- **Extract provided**:
--------------------------------
In cash terms, this means you will receive an extra £479 a year, on top of the £8,296.60 received by those who take the State Pension straight away.

That's less than you used to get. For those who hit retirement age before 6 April last year, the percentage increase available on deferral was 10.4% a year.

But 5.8% is still a lot better than the rate of interest you can get in any easy access savings account on the market at the moment.

So should you defer your State Pension? Let's find out.

How does it work?

Once you're four months away from State Pension age, you can either claim your State Pension or not. If you decide to defer, you simply do nothing. Your pension will automatically be deferred until you claim it.

Unless, that is, you are on benefits. Deferring can affect how much you can get in benefits, so you must tell the Pension Service if you're on benefits and you want to defer.

Benefits affected by deferring - and receiving higher payments as a result - include: Income Support, Pension Credit, Housing Benefit and Council Tax Reduction.
--------------------------------
- **Data lines**:
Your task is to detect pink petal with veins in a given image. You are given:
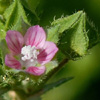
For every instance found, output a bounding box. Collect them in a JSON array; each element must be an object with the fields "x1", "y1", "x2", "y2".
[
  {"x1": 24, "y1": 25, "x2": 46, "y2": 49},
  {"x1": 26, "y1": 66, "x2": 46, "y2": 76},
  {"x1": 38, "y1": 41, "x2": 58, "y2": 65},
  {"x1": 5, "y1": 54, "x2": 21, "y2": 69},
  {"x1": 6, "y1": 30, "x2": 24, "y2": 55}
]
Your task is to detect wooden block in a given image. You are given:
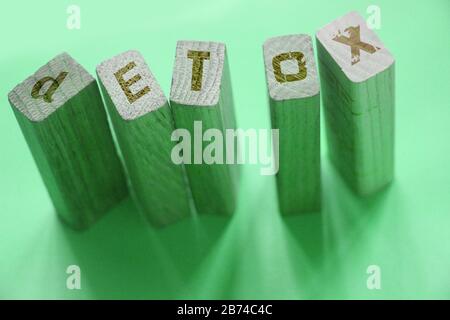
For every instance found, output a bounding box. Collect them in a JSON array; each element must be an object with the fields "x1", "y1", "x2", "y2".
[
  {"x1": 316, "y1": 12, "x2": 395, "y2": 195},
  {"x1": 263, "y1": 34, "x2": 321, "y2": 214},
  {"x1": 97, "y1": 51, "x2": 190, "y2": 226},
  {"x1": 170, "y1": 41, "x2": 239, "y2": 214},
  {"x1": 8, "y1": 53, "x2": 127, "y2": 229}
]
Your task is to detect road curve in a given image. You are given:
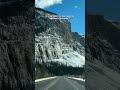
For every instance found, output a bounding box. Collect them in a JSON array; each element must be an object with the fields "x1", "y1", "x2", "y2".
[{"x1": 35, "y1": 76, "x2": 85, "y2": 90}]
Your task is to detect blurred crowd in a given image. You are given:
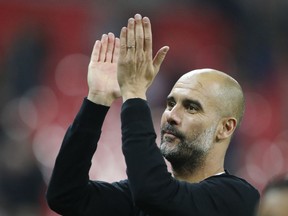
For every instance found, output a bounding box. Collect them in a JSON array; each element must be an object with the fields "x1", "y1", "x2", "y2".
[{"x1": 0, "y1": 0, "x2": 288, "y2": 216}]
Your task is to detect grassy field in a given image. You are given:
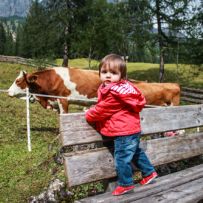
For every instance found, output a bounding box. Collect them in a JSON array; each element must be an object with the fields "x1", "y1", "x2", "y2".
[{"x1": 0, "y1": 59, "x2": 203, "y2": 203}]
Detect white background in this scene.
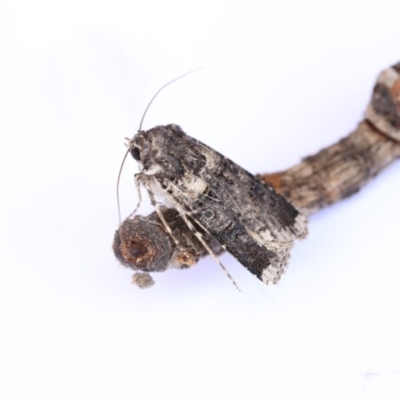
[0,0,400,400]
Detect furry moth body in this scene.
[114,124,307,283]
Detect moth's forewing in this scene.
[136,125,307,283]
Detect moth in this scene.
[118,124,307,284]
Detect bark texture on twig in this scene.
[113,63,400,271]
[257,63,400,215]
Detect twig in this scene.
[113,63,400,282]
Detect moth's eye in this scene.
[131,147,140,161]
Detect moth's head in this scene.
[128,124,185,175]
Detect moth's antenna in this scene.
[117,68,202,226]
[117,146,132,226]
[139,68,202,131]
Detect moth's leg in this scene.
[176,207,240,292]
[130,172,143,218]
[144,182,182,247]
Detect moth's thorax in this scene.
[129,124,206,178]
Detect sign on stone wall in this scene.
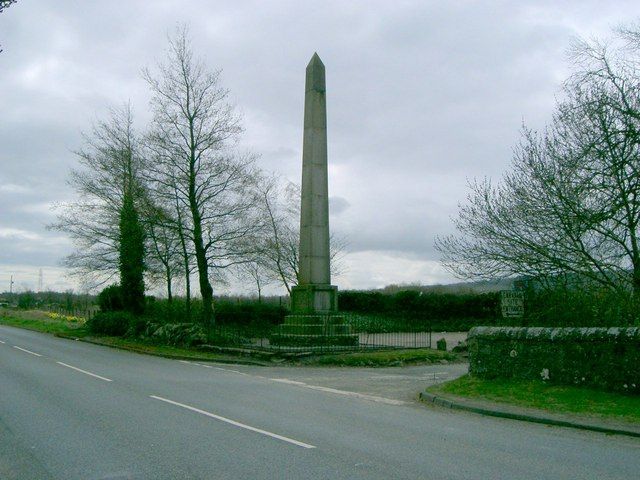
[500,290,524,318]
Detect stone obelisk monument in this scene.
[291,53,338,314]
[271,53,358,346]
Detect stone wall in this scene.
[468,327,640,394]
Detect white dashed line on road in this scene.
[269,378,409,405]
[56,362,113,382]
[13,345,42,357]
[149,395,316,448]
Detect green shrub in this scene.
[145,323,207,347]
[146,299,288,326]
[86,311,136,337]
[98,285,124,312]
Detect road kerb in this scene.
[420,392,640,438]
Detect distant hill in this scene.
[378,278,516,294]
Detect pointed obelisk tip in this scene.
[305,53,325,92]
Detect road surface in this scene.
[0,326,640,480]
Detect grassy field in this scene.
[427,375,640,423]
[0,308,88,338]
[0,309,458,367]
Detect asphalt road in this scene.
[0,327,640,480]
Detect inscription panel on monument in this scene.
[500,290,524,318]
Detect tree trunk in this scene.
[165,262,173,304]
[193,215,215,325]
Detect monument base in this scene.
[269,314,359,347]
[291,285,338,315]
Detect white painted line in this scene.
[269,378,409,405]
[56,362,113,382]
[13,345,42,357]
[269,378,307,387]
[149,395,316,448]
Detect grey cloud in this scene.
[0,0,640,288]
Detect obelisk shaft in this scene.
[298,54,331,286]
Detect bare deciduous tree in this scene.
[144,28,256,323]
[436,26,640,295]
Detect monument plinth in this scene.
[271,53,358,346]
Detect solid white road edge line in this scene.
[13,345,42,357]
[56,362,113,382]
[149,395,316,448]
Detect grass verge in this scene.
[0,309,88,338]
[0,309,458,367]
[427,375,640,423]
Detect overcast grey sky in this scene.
--------------------------------
- **What you will do**:
a) In the State Pension text, what yearly percentage increase on deferral was available to those who reached retirement age before 6 April last year?
b) Change "easy access" to "instant access" in the stretch of the State Pension text from "In cash terms, this" through "at the moment.", and write out the result.

- **Answers for this exercise**:
a) 10.4% a year.

b)
In cash terms, this means you will receive an extra £479 a year, on top of the £8,296.60 received by those who take the State Pension straight away.

That's less than you used to get. For those who hit retirement age before 6 April last year, the percentage increase available on deferral was 10.4% a year.

But 5.8% is still a lot better than the rate of interest you can get in any instant access savings account on the market at the moment.